- [Exercise prompt]
Retype the lines below without changing a single character.
════
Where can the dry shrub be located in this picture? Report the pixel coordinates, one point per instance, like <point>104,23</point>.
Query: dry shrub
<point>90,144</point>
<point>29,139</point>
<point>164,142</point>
════
- [Answer]
Where can the dry shrub be located in this picture? Report the pixel coordinates, one point per instance, like <point>104,23</point>.
Query: dry shrub
<point>90,144</point>
<point>29,139</point>
<point>164,142</point>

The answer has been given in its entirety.